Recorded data
● ● ● ●

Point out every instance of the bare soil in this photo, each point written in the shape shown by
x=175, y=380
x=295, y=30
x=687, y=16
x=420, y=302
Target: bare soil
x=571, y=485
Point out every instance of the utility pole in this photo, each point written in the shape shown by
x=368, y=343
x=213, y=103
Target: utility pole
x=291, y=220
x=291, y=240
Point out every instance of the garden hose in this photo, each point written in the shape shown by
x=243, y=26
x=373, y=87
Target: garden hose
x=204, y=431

● ● ● ●

Copy exactly. Start at the line containing "x=175, y=380" and continue through the last line of the records.

*FINAL ANSWER*
x=175, y=380
x=295, y=30
x=687, y=16
x=420, y=302
Target: bare soil
x=571, y=485
Point out every instance of the utility pole in this photo, each point written in the shape shown by
x=368, y=343
x=213, y=103
Target: utility pole
x=291, y=220
x=291, y=240
Point out every instance of the garden hose in this photo, each point written in the shape shown by
x=243, y=26
x=373, y=87
Target: garden hose
x=204, y=431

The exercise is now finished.